Pick out every line in the records below that contains the string "basketball", and copy each one in full.

----

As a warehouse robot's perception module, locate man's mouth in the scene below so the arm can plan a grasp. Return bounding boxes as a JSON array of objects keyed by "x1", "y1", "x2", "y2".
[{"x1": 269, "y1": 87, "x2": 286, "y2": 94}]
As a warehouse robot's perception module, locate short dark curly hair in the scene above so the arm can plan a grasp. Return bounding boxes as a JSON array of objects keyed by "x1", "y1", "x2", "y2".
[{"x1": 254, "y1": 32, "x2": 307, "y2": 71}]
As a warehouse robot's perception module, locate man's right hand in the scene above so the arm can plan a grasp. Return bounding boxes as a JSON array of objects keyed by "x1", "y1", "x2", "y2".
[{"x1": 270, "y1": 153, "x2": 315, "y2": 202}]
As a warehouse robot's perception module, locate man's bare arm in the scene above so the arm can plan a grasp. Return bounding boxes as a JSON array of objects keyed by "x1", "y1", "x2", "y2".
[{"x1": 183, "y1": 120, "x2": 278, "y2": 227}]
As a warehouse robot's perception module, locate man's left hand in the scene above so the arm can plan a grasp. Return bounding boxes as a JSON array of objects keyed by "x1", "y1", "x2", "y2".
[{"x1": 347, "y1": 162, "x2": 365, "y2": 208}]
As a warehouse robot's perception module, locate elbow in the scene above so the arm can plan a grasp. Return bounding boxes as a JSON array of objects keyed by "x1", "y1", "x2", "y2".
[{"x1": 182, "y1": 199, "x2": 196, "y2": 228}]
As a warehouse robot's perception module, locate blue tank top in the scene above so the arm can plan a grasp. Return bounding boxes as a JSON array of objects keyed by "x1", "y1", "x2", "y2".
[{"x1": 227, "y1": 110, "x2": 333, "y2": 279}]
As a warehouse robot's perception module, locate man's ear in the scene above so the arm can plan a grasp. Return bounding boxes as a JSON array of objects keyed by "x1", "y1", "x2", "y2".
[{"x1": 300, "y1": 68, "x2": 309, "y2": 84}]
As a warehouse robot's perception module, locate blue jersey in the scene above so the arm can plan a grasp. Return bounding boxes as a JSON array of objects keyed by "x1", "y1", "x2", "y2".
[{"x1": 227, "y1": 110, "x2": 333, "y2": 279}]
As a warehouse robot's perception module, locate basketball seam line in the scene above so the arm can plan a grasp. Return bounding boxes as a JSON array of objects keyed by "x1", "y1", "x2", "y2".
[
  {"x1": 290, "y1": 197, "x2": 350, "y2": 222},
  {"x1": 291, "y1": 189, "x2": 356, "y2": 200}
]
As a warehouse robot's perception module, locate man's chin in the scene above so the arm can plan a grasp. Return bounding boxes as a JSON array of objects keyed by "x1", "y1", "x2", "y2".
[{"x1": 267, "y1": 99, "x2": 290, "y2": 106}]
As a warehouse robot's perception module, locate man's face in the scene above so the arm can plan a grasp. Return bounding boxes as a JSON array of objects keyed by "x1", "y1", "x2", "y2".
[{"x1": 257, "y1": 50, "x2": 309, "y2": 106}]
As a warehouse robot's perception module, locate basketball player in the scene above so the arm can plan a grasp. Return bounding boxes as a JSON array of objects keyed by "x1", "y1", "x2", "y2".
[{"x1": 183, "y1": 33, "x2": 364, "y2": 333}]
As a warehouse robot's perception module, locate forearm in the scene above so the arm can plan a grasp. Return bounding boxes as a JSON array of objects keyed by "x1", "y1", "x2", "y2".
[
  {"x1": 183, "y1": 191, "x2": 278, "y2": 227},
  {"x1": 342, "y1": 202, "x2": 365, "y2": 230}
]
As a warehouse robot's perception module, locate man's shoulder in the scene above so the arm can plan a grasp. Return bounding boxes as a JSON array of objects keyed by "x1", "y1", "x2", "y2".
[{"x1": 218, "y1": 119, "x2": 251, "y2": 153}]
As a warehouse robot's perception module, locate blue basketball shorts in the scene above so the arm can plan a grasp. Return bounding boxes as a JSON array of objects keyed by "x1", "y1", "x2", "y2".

----

(WRITTEN ANSWER):
As a warehouse robot's perception module, locate basketball seam line in the scene above so the arm can plan a grasp. Return bounding boxes as a JSON array of objects keyed by "x1", "y1", "x2", "y2".
As a warehouse robot's perception module, locate basketball player in the scene above so the arm can plan a grasp. Return bounding boxes as a JSON array of objects keyed by "x1", "y1", "x2", "y2".
As a warehouse robot's perception module, locate blue basketball shorts in the scene above so the arm can plan a grasp. Return bounding boxes as a JSON array of objects keyed by "x1", "y1", "x2", "y2".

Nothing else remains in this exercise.